** START Exercise data **
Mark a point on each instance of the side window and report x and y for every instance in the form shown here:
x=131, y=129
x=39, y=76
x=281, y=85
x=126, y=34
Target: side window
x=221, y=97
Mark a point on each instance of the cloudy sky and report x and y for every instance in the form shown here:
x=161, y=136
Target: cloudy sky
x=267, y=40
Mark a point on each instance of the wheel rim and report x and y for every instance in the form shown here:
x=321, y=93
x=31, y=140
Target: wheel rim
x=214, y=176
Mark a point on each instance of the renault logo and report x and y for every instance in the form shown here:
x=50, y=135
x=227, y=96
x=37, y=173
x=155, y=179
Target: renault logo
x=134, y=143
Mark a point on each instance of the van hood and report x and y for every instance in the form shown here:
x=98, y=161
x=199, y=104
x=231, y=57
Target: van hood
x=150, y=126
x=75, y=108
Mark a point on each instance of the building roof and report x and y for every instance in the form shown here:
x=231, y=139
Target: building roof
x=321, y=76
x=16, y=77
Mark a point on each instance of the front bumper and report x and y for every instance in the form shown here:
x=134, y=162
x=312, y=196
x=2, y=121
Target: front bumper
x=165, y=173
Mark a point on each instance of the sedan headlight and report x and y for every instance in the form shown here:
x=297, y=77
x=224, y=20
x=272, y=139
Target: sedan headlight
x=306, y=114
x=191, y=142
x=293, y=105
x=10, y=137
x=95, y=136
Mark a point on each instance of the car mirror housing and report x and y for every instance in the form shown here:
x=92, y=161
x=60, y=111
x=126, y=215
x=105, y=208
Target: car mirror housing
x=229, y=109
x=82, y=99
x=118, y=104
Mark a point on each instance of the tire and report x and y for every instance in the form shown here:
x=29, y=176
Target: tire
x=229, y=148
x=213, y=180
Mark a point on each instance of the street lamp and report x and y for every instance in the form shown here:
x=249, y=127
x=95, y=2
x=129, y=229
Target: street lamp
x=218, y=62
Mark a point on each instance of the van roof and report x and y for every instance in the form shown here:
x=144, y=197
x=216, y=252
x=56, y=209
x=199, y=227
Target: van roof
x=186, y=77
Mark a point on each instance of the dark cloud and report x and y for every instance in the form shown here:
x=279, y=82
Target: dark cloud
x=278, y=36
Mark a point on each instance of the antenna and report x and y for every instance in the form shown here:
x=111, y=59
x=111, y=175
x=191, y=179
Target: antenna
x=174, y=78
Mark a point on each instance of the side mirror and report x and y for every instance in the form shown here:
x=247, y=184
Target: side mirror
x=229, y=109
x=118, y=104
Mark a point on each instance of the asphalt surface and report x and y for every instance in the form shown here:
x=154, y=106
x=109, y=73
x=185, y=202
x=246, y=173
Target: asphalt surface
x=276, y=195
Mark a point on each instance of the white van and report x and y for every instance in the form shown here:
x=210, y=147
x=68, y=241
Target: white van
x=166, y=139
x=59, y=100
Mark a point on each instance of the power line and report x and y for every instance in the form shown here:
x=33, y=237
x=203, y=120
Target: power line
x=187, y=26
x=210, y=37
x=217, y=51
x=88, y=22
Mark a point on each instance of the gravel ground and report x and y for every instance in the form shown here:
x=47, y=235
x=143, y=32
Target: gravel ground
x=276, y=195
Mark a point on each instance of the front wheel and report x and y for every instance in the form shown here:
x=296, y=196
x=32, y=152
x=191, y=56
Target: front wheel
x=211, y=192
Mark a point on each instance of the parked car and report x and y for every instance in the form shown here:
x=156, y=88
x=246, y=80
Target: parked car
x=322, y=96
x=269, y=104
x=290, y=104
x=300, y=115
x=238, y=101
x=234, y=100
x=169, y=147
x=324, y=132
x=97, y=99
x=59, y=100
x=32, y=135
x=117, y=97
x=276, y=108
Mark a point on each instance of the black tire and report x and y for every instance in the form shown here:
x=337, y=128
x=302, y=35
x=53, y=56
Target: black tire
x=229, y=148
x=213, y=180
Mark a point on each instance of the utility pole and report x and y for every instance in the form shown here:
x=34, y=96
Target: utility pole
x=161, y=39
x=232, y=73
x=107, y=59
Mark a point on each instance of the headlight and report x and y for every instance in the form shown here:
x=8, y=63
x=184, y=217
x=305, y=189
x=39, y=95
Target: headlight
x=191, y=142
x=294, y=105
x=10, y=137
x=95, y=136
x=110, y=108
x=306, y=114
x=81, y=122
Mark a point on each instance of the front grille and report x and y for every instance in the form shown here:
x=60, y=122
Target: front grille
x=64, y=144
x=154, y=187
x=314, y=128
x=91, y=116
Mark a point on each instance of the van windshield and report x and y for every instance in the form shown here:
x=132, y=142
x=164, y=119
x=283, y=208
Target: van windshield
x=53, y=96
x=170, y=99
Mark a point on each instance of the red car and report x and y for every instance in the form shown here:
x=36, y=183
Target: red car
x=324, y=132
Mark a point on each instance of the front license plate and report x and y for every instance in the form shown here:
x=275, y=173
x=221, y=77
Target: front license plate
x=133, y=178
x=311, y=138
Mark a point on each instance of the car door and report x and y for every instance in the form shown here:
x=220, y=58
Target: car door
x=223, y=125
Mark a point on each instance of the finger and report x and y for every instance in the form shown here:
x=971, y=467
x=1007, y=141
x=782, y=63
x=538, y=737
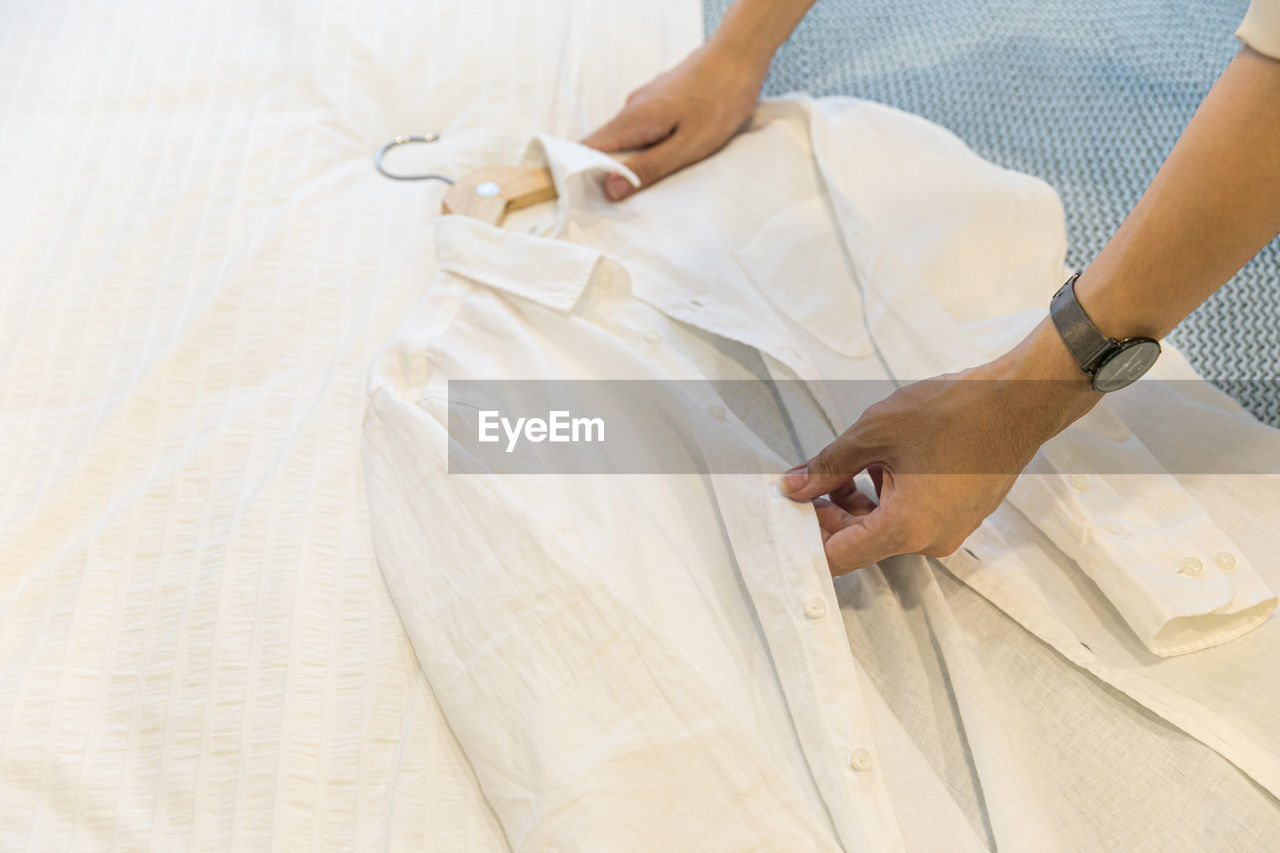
** END Exercise data **
Stated problem: Put the lines of the material above, from the line with "Mark a point on each instance of the renault" to the line with "x=134, y=143", both included, into a JSON list of strings with one string per line and blank lines left out.

The result:
[
  "Mark a point on each instance of the renault logo and report x and y for every instance in the form shown here:",
  "x=50, y=135",
  "x=227, y=96",
  "x=37, y=173",
  "x=155, y=179",
  "Target: renault logo",
  "x=134, y=143"
]